[START OF Document segment]

The Offered Notes have an initial weighted average interest rate of
approximately 1.91% plus Term SOFR. Interest payments on the Notes are payable monthly, beginning on December 23, 2025, to and including
the interest payment date in July of 2043, the stated maturity date of the Notes. As advancing agent under the Indenture, LCMT,
a consolidated subsidiary of LFT, may be required to advance interest payments due on the Notes on the terms and subject to the conditions
set forth in the Indenture. LCMT is entitled to receive (but has waived its right to receive) a fee, payable on a monthly basis in accordance
with the priority of payments set forth in the Indenture, equal to 0.25% per annum on the aggregate outstanding principal amount of the
Class A Notes, the Class A-S Notes, the Class B Notes, the Class C Notes, the Class D Notes and the Class E
Notes.
Each class
of Notes will mature at par on the interest payment date in July 2043, unless redeemed or repaid prior thereto. Principal payments
on each class of Notes will be paid at the stated maturity in accordance with the priority of payments set forth in the Indenture. However,
it is anticipated that the Notes will be paid in advance of the stated maturity date in accordance with the priority of payments set forth
in the Indenture. The weighted average life of the Notes is currently expected to be between 3.02 years and 4.20 years. The calculation
of the weighted average lives of the Notes assumes certain collateral characteristics including that there are no prepayments, defaults,
extensions or delinquencies and that each collateral interest acquired on the Closing Date pays off on the initial maturity date without
extension. There is no assurance that such assumptions will be met.
In general,
payments of principal and interest (including any defaulted interest amount) on the Class A Notes will be senior to all payments
of principal and interest on the Class A-S, Class B, Class C, Class D, Class E, Class F, Class G Notes
and Class H Notes; payments of principal and interest (including any defaulted interest amount) on the Class A-S Notes will
be senior to all payments of principal and interest on the Class B, Class C, Class D, Class E, Class F, Class G
Notes and Class H Notes; payments of principal and interest (including any defaulted interest amount) on the Class B Notes will
be senior to all payments of principal and interest on the Class C, Class D, Class E, Class F, Class G Notes
and Class H Notes; payments of principal and interest (including any defaulted interest amount) on the Class C Notes will be
senior to all payments of principal and interest on the Class D, Class E, Class F, Class G Notes and Class H
Notes; payments of principal and interest (including any defaulted interest amount) on the Class D Notes will be senior to all payments
of principal and interest on the Class E, Class F, Class G Notes and Class H Notes; payments of principal and interest
(including any defaulted interest amount) on the Class E Notes will be senior to all payments of principal and interest on the Class F,
Class G Notes and Class H Notes; and payments of principal and interest (including any defaulted interest amount or deferred
interest amount) on the Class F Notes will be senior to all payments of principal and interest on the Class G Notes and Class H
Notes; and payments of principal and interest (including any defaulted interest amount or deferred interest amount) on the Class G
Notes will be senior to all payments of principal and interest on the Class H Notes.

[END OF Document segment]

Brief A >> Decide whether each statement below agrees with the passage on the Notes, answering yes or no and quoting the words of the passage that settle it: (i) Interest on the Notes is paid quarterly. (ii) LCMT has waived its right to receive the fee. (iii) The weighted average life of the Notes is expected to fall between 3.02 years and 4.20 years.
Brief B >> Write the next part of the passage on the Notes, picking up right after its final sentence.

[START OF Entries]

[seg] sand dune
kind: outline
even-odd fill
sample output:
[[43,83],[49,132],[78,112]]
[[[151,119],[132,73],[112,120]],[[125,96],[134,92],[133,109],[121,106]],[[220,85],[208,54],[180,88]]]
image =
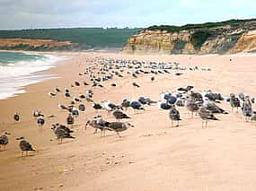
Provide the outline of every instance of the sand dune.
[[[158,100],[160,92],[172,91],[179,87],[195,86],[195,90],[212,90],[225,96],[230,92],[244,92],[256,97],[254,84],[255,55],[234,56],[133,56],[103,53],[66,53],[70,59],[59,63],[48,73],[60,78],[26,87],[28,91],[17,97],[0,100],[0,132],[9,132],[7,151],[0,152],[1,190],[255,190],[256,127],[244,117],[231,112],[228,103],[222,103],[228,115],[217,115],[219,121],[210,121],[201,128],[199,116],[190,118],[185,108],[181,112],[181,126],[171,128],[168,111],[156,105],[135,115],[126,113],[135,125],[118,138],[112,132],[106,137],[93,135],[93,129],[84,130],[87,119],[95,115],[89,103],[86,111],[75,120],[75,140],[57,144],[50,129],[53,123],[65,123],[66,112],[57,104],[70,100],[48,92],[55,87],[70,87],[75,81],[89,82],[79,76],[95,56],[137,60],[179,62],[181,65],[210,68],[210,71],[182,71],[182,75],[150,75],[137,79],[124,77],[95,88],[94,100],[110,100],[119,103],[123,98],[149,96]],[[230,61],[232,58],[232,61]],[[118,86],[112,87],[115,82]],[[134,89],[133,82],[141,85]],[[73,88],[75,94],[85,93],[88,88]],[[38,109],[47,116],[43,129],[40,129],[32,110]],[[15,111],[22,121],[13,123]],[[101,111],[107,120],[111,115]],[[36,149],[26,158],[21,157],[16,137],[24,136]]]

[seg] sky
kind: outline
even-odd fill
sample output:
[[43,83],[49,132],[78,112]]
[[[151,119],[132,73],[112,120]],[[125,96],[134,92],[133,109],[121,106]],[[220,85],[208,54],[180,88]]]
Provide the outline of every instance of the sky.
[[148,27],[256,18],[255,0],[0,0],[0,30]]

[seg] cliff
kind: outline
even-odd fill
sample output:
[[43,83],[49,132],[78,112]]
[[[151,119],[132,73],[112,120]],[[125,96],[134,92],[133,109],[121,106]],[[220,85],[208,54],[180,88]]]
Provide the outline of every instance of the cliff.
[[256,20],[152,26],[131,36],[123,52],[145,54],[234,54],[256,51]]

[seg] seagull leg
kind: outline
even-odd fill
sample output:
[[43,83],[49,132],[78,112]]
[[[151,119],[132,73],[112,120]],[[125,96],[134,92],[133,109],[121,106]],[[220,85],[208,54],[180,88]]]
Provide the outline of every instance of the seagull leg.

[END OF Entries]

Exercise output A >>
(i) No: "Interest payments on the Notes are payable monthly"
(ii) Yes: "LCMT is entitled to receive (but has waived its right to receive) a fee"
(iii) Yes: "The weighted average life of the Notes is currently expected to be between 3.02 years and 4.20 years."

Exercise output B >>
The Notes
are subject to a clean-up call redemption (at the option of and at the direction of the Collateral Manager), in whole but not in part,
on any interest payment date on which the aggregate outstanding principal amount of the Notes has been reduced to 10% or less of the aggregate
outstanding principal amount of the Offered Notes outstanding on the Closing Date.
Subject to
certain conditions described in the Indenture, on the interest payment date in May 2028, and on any interest payment date thereafter,
the Issuer may redeem the Notes at the direction of the holders of a majority of the outstanding Class H Notes.
The Offered
Notes are also subject to a mandatory redemption on any interest payment date on which certain note protection tests set forth in the
Indenture are not satisfied. Any mandatory redemption of the Offered Notes is to be paid from interest and principal proceeds of the collateral
interests in accordance with the priority of payments set forth in the Indenture, until the applicable note protection tests are satisfied
or the applicable ratings are reinstated or, if sooner, until such Offered Notes have been paid in full.
If certain
events occur that would make the Issuer subject to paying U.S. income taxes or would make certain payments to or from the Issuer subject
to withholding tax, then the holders of a majority of the Class H Notes may require that the Issuer prepay all of the Notes.
LCMT has agreed
to comply with the retention requirements of Regulation RR under the Securities Exchange Act of 1934, as amended, by causing a “majority-owned
affiliate” (as defined in Regulation RR) to retain the Class H Notes in an amount equal to not less than 5% of the aggregate
fair value of the Notes as of the Closing Date. However, if Regulation RR is modified or repealed, LCMT may choose to comply with Regulation
RR as is then in effect.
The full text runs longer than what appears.